## 指示 A
セミナー記事によると、「ヨイコノノロイ虫」の胸には何の突起があるか。
## 指示 B
セミナー記事の最後の文に続けて、その先を引き継いで書いてください。

## 本文
>>>

組織内で発生するさまざまな問題を「会社の害虫」として捉えた話題のビジネス書『組織をダメにするのは誰か?職場の問題解決入門』。 著者である岸良裕司氏が登壇したセミナーで、“害虫”の生正体や生態についてコミカルに解説します。本記事では、失敗を恐れる人材が生み出される仕組みや、成果主義が招くさまざまな弊害を語りました。
良い子の呪いが減点主義者を生み出す
岸良裕司氏(以下、岸良):さらに、「ヨイコノノロイ虫」というのがあって。子どもの頃から成績優秀で、人がうらやむような良い学校を出た新社会人に寄生して。
実は子どもの頃から寄生していて、それで会社に侵入する。胸に教科書の突起があって、正解探しのクセがあります。これについてはビデオがありますので、見ていただきたいと思います。
(動画再生)

ナレーター:にゃんとくんは小学生時代、成績優秀、クラスの模範児童で、超よい子でした。お父さん、お母さん、先生たち、周りのみんなの期待に応えるのが、にゃんとくんの喜びだったのです。それから中学校、高校、大学でも成績優秀で、超よい子のまま大人になりました。
でも、社会人になって、にゃんとくんの状況はまったく変わってしまいました。学生時代と違って、社会人になると教科書がありません。正解もありません。教科書も正解もない世界で、どうやってよい子でいればいいか、わからなくなってしまったのです。

<<<

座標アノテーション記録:
>>>

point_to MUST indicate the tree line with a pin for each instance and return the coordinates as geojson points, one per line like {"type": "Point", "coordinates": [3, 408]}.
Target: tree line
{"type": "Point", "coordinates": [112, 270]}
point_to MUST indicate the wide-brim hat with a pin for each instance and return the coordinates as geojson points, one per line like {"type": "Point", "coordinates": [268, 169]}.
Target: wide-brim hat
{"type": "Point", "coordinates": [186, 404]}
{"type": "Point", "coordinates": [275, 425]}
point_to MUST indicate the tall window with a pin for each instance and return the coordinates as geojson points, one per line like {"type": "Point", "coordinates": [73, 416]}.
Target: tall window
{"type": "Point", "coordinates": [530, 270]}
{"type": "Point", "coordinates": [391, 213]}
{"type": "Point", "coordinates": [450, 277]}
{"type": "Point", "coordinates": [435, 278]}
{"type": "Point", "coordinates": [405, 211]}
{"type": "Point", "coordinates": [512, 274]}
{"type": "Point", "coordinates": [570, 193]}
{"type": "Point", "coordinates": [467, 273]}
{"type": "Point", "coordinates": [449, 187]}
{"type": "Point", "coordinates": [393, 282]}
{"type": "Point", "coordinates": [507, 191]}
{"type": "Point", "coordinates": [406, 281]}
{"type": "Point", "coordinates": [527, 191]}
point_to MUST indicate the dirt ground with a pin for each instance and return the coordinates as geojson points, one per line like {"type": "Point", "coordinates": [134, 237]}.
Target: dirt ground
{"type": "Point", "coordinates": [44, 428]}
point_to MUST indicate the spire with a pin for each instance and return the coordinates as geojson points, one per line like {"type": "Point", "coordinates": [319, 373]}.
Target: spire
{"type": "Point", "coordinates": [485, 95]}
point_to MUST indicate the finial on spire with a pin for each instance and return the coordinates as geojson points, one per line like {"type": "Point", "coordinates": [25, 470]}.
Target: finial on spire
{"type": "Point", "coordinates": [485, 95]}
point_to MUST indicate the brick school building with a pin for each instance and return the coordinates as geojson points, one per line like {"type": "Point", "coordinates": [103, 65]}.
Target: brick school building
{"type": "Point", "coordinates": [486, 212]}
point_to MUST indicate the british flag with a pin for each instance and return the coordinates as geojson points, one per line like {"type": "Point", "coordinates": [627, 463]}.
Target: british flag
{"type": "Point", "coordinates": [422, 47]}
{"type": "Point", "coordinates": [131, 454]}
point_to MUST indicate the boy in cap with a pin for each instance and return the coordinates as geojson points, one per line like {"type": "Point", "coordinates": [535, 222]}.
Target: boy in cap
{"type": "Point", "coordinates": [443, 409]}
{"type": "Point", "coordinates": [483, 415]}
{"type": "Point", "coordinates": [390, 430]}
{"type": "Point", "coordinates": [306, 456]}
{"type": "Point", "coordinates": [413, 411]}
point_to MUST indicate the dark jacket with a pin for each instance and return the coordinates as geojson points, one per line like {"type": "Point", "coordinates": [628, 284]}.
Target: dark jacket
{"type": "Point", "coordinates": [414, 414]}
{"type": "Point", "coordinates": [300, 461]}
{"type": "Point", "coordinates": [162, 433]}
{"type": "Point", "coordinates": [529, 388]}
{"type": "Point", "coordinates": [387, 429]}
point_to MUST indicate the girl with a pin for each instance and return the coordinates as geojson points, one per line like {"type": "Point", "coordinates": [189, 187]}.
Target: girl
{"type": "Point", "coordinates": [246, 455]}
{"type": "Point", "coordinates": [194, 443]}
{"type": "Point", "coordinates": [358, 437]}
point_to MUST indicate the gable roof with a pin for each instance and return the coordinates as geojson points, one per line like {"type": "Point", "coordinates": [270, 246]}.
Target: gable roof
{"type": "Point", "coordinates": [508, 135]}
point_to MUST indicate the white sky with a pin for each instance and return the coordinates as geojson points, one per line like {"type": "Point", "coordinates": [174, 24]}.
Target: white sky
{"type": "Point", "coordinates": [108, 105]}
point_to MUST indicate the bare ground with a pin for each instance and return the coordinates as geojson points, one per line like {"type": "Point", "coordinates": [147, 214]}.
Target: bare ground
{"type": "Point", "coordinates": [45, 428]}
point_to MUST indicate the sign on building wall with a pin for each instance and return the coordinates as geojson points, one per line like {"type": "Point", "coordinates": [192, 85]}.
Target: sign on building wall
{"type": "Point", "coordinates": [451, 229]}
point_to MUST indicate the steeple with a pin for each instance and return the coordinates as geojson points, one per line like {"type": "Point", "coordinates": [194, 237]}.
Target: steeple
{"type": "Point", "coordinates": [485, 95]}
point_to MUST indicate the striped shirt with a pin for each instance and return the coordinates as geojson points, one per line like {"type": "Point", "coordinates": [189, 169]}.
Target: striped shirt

<<<

## 最終回答 A
教科書の突起。

## 最終回答 B
なんとかするために、いろいろな本を読んで勉強したり、学校に行ったりしました。でも、勉強したことをやろうとしても、実際の仕事ではうまくいかないのです。「ちゃんと習ったとおりに、なぜうまくいかないんだろう?」。イライラはたまるばかり。
どんどんやる気もなくなり、仕事にも行きたくなくなってしまいました。「よい子になるために一生懸命やってきたのに」。どうやってもうまくいかない、「よい子の呪い」にかかってしまったようです。よい子の呪いを解くには、どうしたらいいのでしょうか?
(動画終了)
岸良:なかなかいいビデオでしょう? 「シッパイコワイ虫」は、減点主義の評価をしている職場に大量に発生するんですね。これは人の成長を阻害する「ゲンテンシュギ」という毒物を人に刺すんです。

シッパイコワイ虫に刺されると、人は減点主義を恐れるあまり、自己防衛本能が暴走し、新しいチャレンジを避けるようになって、その結果、成長を止めてしまう。社内で大量発生すると、会社全体の成長を止めてしまうことになりかねないので注意が必要です。
失敗は、実は成長の機会に変えることができるんです。失敗しようと思って失敗したわけじゃないと。だから、思い込みをやめようと言ってやるような、「ミステリー分析」という方法があるんです。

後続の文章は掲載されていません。